▸ DO THIS
Transcribe all of the data exactly. Omit the pictures.
>> begin
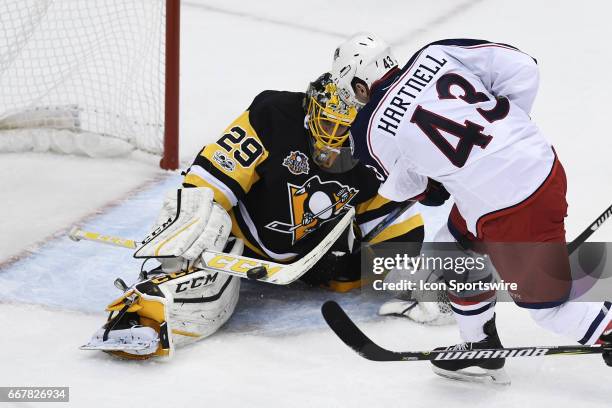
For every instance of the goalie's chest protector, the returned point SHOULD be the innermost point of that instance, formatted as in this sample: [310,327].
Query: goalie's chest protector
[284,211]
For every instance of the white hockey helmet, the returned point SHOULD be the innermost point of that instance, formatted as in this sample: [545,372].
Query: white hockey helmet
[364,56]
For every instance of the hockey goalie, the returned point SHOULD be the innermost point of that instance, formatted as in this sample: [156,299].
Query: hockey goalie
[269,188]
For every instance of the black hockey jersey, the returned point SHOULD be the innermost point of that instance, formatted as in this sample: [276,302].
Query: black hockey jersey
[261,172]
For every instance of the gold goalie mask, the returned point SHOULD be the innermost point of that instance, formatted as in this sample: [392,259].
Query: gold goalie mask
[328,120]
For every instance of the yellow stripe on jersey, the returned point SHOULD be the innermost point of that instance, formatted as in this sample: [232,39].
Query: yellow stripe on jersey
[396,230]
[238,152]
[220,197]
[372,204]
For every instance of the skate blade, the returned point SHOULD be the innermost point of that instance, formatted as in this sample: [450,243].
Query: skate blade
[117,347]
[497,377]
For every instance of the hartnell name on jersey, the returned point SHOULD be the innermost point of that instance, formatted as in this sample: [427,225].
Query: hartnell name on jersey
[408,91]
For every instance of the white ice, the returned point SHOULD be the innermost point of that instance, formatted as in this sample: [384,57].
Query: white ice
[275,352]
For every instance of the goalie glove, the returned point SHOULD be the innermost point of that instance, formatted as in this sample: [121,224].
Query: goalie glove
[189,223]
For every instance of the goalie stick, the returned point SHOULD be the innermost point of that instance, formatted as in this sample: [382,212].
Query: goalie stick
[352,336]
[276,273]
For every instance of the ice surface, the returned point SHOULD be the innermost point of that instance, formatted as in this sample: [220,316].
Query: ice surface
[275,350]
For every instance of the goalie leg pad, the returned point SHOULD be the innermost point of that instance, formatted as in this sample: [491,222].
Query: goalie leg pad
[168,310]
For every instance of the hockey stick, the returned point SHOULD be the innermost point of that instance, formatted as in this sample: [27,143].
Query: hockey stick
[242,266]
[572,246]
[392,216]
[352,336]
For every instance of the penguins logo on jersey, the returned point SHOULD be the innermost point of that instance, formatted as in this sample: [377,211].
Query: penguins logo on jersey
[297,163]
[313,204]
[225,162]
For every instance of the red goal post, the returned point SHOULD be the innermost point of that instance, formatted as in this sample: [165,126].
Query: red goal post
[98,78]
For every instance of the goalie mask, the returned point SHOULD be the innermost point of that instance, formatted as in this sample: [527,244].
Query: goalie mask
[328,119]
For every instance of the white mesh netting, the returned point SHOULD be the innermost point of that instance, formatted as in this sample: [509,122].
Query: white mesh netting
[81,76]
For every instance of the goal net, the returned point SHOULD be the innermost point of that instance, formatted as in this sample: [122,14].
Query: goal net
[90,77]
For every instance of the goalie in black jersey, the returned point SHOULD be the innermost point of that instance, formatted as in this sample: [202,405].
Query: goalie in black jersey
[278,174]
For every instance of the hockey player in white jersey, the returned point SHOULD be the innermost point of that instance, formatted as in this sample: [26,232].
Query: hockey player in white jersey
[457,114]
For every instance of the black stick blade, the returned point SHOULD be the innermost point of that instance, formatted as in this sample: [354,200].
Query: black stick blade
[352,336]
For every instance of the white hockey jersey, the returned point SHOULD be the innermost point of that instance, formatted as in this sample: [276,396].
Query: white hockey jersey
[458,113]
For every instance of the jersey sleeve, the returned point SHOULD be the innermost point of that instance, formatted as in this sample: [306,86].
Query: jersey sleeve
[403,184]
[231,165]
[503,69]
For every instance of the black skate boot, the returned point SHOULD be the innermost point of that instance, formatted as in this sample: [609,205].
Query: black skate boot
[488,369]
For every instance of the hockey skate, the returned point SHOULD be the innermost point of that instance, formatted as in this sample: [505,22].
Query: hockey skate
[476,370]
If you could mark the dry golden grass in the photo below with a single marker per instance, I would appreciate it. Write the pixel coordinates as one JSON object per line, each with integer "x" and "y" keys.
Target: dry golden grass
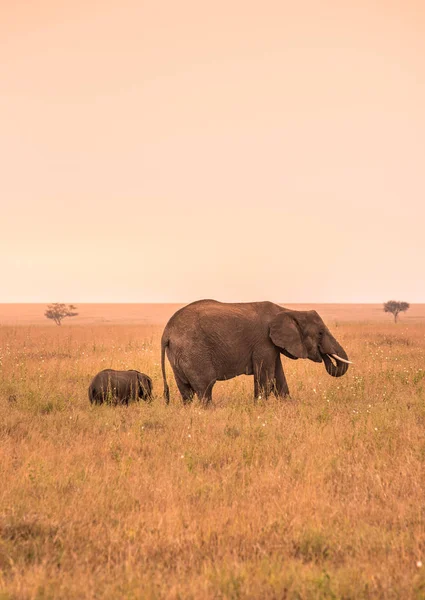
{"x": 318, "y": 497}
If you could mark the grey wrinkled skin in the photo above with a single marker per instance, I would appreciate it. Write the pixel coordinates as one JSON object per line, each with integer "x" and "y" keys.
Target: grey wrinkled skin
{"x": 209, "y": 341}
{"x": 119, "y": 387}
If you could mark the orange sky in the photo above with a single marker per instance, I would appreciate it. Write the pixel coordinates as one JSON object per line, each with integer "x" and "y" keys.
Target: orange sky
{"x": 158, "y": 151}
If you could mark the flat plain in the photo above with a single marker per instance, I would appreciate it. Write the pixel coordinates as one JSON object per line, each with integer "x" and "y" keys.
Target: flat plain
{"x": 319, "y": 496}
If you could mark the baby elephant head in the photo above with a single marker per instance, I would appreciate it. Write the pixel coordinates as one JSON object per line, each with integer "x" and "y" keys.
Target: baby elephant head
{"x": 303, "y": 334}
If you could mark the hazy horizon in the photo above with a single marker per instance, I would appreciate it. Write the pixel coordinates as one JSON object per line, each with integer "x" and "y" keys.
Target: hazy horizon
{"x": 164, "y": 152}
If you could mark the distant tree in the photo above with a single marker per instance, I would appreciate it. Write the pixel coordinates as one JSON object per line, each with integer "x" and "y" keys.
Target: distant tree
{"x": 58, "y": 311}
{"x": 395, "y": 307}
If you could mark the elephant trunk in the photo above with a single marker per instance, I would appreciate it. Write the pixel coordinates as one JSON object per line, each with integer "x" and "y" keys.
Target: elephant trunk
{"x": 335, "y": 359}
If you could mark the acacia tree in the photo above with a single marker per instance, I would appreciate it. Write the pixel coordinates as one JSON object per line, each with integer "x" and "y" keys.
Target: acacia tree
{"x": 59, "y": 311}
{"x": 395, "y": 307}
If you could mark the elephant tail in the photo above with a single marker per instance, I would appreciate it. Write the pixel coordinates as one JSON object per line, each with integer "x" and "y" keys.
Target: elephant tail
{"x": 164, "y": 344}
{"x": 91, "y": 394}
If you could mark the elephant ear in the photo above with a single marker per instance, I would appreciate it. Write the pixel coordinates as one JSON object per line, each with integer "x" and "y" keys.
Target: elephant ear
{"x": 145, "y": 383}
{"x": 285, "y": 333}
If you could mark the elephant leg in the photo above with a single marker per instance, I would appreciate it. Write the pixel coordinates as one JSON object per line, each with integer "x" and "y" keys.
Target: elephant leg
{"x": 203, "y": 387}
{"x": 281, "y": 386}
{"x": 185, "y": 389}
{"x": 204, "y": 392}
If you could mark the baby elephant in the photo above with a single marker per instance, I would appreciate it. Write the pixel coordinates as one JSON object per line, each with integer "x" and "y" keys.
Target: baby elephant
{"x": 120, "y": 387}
>> end
▸ RIGHT ANSWER
For every instance of the goalie's chest protector, the returned point SHOULD be the innermost point of that instance, formatted as in this sample: [310,327].
Query: goalie's chest protector
[284,211]
For every instance of the white hockey helmet, the returned point SHOULD be the innermost point of that instance, formatted as in this sample: [545,372].
Query: white hockey helmet
[364,56]
For every instance of the hockey goalie, the returned point SHOULD be the innermost point of that instance, formatted as in this sample: [156,299].
Query: hockey goalie
[269,188]
For every instance of the black hockey jersey, the returned point SHOULD be the innermost point of that instance, formatted as in this sample: [276,302].
Query: black hockey jersey
[261,172]
For every instance of the gold goalie mask, the returned point SHOULD be the innermost point of that instance, formatted as in this sample: [392,259].
Query: gold goalie mask
[328,120]
For every instance of the yellow stripe on jersey, the returned point SHOULD be the innermost point of that instance, formatted as in this sample: [232,39].
Query: yellow stripe on jersey
[396,230]
[238,152]
[220,197]
[372,204]
For every instance of the skate blade, the returned point SHOULD be the innermost point of that instance, formatted as in this sample: [450,243].
Query: skate blade
[117,347]
[497,377]
For every instance of the hartnell name on jersey, the returned point SHOULD be the innermost point of that instance, formatted as in this sample: [427,225].
Query: hartnell name on jersey
[408,91]
For every instance of the white ice, the returned point SHOULD be the innermost point of that instance, formatted as in this sample: [384,57].
Query: white ice
[275,352]
For every instance of the goalie glove, the returned point SHOULD be the innermost point of that instance, formatted as in this sample: [121,224].
Query: goalie glove
[189,223]
For every instance of the goalie stick, the returned point SHOULD be the innermost point of that instance, formatted as in this sample: [382,212].
Query: goalie stick
[352,336]
[276,273]
For every instance of the ice surface, the returned point SHOULD be the innermost point of that instance, formatted as in this sample: [220,316].
Query: ice surface
[275,350]
For every instance of the goalie leg pad, the returned point SHOULD be the innermost point of that instance, formatted as in this sample: [491,222].
Query: goalie leg pad
[168,310]
For every instance of the hockey stick, the returned point SHOULD be the innermost point of that instance, formatted as in this sample: [27,143].
Query: hockey stick
[242,266]
[572,246]
[392,216]
[352,336]
For every instance of the penguins logo on jersey, the returned point SHOULD be the innermost point of that instance, formatted as in this sample: [377,211].
Query: penguins logo on jersey
[297,163]
[313,204]
[225,162]
For every instance of the red goal post, the returned point SHOULD be the innermost point of that instance, formatted as in this sample: [165,126].
Query: red goal post
[98,78]
For every instance of the goalie mask, the returned point SHOULD be the innermost point of that instance, formatted as in this sample: [527,244].
Query: goalie mask
[328,119]
For every instance of the white mesh netting, the returned point SHOULD be the innermost point of that instance, formatted as in this sample: [509,122].
Query: white mesh netting
[81,76]
For every instance of the goal net, the returned point SHOULD be the innermost point of that instance, formatted as in this sample: [122,14].
Query: goal net
[90,77]
For every instance of the goalie in black jersey, the returned point SHOULD be the innermost point of that instance, formatted as in this sample: [202,405].
Query: goalie in black jersey
[278,174]
For every instance of the hockey player in white jersey, the returned point SHOULD be the innermost point of that instance, formatted as in this sample: [26,232].
Query: hockey player in white jersey
[457,114]
For every instance of the black stick blade, the returned point SHOULD be the innermost point of that instance, formatted as in this sample: [354,200].
Query: black stick blade
[352,336]
For every instance of the white hockey jersey, the returned point SHOULD be the innermost point of that instance, formatted as in this sample: [276,396].
Query: white hockey jersey
[458,113]
For every instance of the jersey sleeve, the returned point SHOULD be the innermost point of that instance, formatted as in this sample: [306,86].
Query: jersey sleeve
[403,184]
[231,165]
[503,69]
For every instance of the black skate boot, the returned point SHOULD be the innermost point of that instance, formatted as in this sample: [609,205].
Query: black skate boot
[488,369]
For every instance of the hockey skate, the returned point SHOULD be the innermost point of that instance, formatted as in this sample: [505,22].
Query: hockey skate
[476,370]
If you could mark the dry golden grass in the photo below with a single marker per instance, I would appreciate it. Write the pixel coordinates as one JSON object per line, each with integer "x" and "y" keys.
Target: dry golden grass
{"x": 318, "y": 497}
If you could mark the grey wrinkled skin in the photo above with a single marker per instance, I would appreciate it. Write the pixel coordinates as one JSON object per line, each with integer "x" and "y" keys.
Target: grey wrinkled skin
{"x": 209, "y": 341}
{"x": 119, "y": 387}
If you could mark the orange sky in the photo above with a single marker per instance, I would appreciate it. Write the pixel coordinates as one JSON object per line, each with integer "x" and "y" keys.
Target: orange sky
{"x": 158, "y": 151}
If you could mark the flat plain in the photo above with a single marker per instance, I would appreciate it. Write the pixel coordinates as one JSON object per line, each with integer "x" and "y" keys.
Target: flat plain
{"x": 319, "y": 496}
If you could mark the baby elephant head in the photo above with a single marker per instance, I would appreciate it. Write the pixel coordinates as one JSON object per line, each with integer "x" and "y" keys.
Target: baby elephant head
{"x": 303, "y": 334}
If you could mark the hazy horizon in the photo above with a single marker per instance, I would appreciate it. Write the pixel coordinates as one JSON object per line, each with integer "x" and "y" keys.
Target: hazy horizon
{"x": 164, "y": 152}
If you could mark the distant tree in the photo above with a single marker per instance, I would appreciate it. Write the pixel coordinates as one JSON object per line, each with integer "x" and "y" keys.
Target: distant tree
{"x": 58, "y": 311}
{"x": 395, "y": 307}
If you could mark the elephant trunk in the photo above with a single marker per instance, I would appreciate it. Write the pixel coordinates as one JSON object per line, each with integer "x" and "y" keys.
Target: elephant trunk
{"x": 335, "y": 359}
If you could mark the acacia tree in the photo above with a single marker per instance, I would appreciate it. Write the pixel coordinates as one JSON object per line, each with integer "x" and "y" keys.
Target: acacia tree
{"x": 59, "y": 311}
{"x": 395, "y": 307}
If you could mark the elephant tail in the photo above with a single marker per instance, I would appreciate it. Write the pixel coordinates as one JSON object per line, each with integer "x" and "y" keys.
Target: elephant tail
{"x": 164, "y": 344}
{"x": 91, "y": 394}
If you could mark the elephant ear in the photo above with a single marker per instance, I would appreciate it. Write the pixel coordinates as one JSON object per line, each with integer "x" and "y" keys.
Target: elephant ear
{"x": 145, "y": 383}
{"x": 285, "y": 333}
If you could mark the elephant leg in the photo above with a single marker per instance, I would appreciate it. Write the pixel coordinates as one JSON object per line, each with integer "x" and "y" keys.
Target: elephant leg
{"x": 203, "y": 387}
{"x": 281, "y": 386}
{"x": 185, "y": 389}
{"x": 204, "y": 392}
If you could mark the baby elephant in the photo above with a single marker per instance, I would appreciate it. Write the pixel coordinates as one JSON object per line, each with integer "x" and "y" keys.
Target: baby elephant
{"x": 120, "y": 387}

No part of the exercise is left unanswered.